====== TESTO DA ESAMINARE
Il favoloso mondo di Amélie: l’analisi del film

Ad Amélie piace…” essere al cinema, voltarsi e osservare le facce degli altri spettatori. Sicuramente se Amélie Poulain si fosse voltata nella sala dove veniva proiettato Il favoloso mondo di Amélie avrebbe notato facce rapite e sbalordite di fronte a delle immagini avvolte in un’atmosfera così ovattata da sembrare quasi ambientate in un universo fiabesco.

Il favoloso mondo di Amélie è un film diretto dal regista Jean-Pierre Jeunet, uscito nelle sale cinema nel 2001, vincitore dell’Oscar per la colonna sonora. Infatti Yann Tiersen è un mago nel trasportarci nei più petits endroits della ville lumière, e sulla sua melodia, tra una passeggiata lungo il canal Saint-Martin e un giro al Carrousel di Montmartre, Jeunet ci fa vagare per le strade di Parigi immersa in caldi colori pastello.
============
COMPITO DA SVOLGERE
Porta avanti l'analisi del film Il favoloso mondo di Amélie, riprendendo subito dopo l'ultima frase del testo. L'elenco non ha alcun ruolo in questo lavoro.
====== MATERIALE RACCOLTO
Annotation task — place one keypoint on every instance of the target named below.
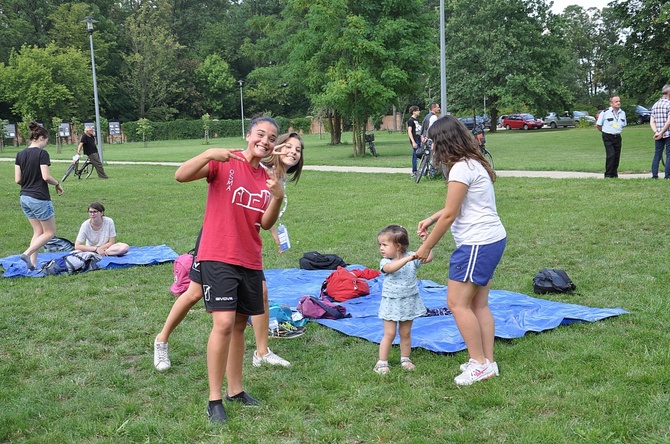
============
SPAZIO RISPOSTA
Il favoloso mondo di Amélie: la storia di Amélie Poulain

Amélie

Amélie Poulain (Audrei Tatou) è una ragazza un po’ particolare, cresciuta in una famiglia in cui le dimostrazioni d’affetto venivano misurate con il contagocce, le viene fin da piccola diagnosticata una malattia cardiaca che le impedisce di andare a scuola e socializzare con gli altri bambini. In realtà l’aumento del battito era provocato dall’insolita vicinanza del padre, che si occupava appunto del controllo medico mensile, a causa della quale la bambina, poco abituata a tale emozione, non poteva certo evitare al suo cuoricino di battere più velocemente.

All’infanzia già segnata dall’inesistente contatto con il mondo esterno, si aggiunge l’improvvisa morte della madre che costringe Amélie a crescere in una sorta di bolla di sapone, in una casa in campagna in compagnia di un padre per il quale il giardinaggio era di sicuro un argomento sul quale era più preparato di come crescere un bambino.

Finalmente raggiunti i suoi 23 anni, Amélie abbandona il nido per recarsi nella grande Parigi dove viene assunta come cameriera in un café di Montmartre, “Café des 2 Moulins”. In realtà più che un trasferimento nella grande capitale francese, sembra quasi di trovarsi nuovamente in provincia o in un piccolo paesino dove i clienti sono dei veri e propri habitus, il fruttivendolo conosce le abitudini alimentari dei suoi clienti e la giornalaia è al corrente di tutti i gossip del quartiere. Di certo molto diversa dalla caotica Parigi dipinta nei romanzi di Zola.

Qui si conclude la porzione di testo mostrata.